* **Given records**:
= = =

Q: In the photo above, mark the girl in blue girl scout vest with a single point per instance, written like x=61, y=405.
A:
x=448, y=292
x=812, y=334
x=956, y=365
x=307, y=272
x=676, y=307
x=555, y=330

= = =

* **Task**:
Could you retype each record exactly as it appears?

* **Your solution**:
Q: In the photo above, mark the girl in blue girl scout vest with a single point per instance, written like x=61, y=405.
A:
x=448, y=292
x=812, y=334
x=956, y=365
x=307, y=272
x=676, y=307
x=555, y=330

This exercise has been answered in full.